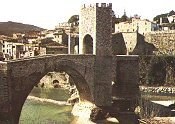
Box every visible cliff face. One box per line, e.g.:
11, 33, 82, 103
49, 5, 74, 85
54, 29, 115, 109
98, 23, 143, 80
0, 21, 44, 36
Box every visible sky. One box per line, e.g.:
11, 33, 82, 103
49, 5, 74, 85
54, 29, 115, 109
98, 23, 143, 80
0, 0, 175, 29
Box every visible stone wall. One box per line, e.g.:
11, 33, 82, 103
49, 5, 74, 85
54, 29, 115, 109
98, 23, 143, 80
145, 31, 175, 55
79, 3, 112, 55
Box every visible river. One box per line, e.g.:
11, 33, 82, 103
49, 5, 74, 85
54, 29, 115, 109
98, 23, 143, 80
20, 88, 73, 124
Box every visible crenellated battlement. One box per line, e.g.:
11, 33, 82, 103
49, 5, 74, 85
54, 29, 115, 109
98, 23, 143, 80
81, 3, 112, 9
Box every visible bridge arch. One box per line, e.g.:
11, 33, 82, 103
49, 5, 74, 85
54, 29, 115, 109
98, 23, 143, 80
12, 60, 93, 124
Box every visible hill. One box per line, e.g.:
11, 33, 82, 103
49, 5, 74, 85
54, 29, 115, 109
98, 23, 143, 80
0, 21, 44, 36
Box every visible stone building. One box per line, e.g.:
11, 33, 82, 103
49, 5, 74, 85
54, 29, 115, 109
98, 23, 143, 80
157, 10, 175, 30
115, 18, 158, 35
112, 32, 157, 55
79, 3, 112, 56
145, 30, 175, 55
0, 39, 24, 60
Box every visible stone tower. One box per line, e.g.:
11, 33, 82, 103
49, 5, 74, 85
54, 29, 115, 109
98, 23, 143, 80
79, 3, 112, 56
79, 3, 113, 106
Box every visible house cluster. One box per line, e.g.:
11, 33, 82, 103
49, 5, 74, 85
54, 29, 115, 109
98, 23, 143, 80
115, 10, 175, 35
0, 23, 78, 60
0, 11, 175, 60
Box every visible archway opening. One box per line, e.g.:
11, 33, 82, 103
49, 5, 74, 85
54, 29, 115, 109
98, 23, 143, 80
83, 34, 93, 54
20, 65, 91, 123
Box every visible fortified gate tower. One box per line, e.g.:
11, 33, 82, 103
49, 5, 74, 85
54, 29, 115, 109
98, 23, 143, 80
79, 3, 113, 106
79, 3, 112, 56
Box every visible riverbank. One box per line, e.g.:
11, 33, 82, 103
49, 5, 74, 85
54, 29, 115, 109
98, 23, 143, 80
27, 96, 71, 105
139, 86, 175, 94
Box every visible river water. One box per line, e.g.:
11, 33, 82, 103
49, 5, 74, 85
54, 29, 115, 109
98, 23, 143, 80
20, 88, 73, 124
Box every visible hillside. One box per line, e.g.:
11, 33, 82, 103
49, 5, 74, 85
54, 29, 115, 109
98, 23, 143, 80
0, 21, 44, 36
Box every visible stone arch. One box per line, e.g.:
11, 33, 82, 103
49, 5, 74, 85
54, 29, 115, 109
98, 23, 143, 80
12, 60, 93, 124
83, 34, 93, 54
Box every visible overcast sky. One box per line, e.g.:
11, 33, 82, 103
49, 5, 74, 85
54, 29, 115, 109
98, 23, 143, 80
0, 0, 175, 29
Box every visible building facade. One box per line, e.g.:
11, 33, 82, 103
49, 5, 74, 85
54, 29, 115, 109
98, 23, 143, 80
115, 18, 158, 35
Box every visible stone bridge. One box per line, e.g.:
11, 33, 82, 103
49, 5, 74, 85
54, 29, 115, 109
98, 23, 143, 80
0, 3, 139, 124
0, 55, 138, 124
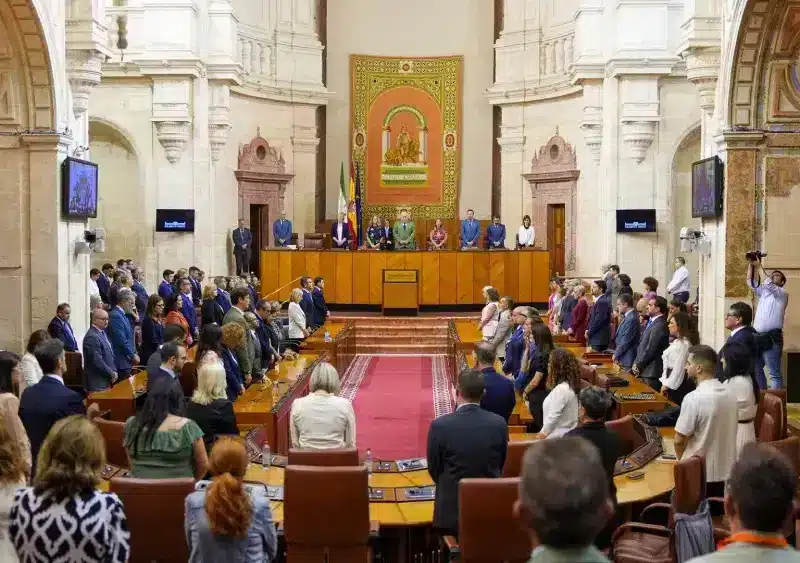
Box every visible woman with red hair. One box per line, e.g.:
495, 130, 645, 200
186, 438, 277, 563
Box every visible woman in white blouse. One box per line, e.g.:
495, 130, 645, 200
720, 343, 758, 457
478, 285, 500, 340
538, 348, 581, 439
659, 312, 700, 405
289, 287, 311, 340
289, 362, 356, 450
517, 215, 536, 248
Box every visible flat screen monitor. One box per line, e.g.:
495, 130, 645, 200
692, 156, 723, 217
156, 209, 194, 233
61, 160, 97, 219
617, 209, 656, 233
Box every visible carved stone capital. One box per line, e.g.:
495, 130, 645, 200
67, 49, 106, 118
683, 47, 720, 117
622, 120, 658, 162
153, 120, 192, 164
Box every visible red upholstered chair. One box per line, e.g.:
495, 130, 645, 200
444, 477, 532, 563
109, 477, 194, 563
503, 440, 536, 477
288, 448, 358, 467
283, 465, 371, 563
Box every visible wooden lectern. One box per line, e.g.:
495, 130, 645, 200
382, 270, 419, 316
::::::::
Starting at the line containing "Box every visible wooden" and ending at the last line, reproduce only those lines with the requests unchanged, but scale every box coordinate in the answers by 2.5 and round each result to a whole number, with halves rounded up.

Box every visible wooden lectern. One box per line, e.g.:
495, 130, 645, 200
955, 675, 1048, 790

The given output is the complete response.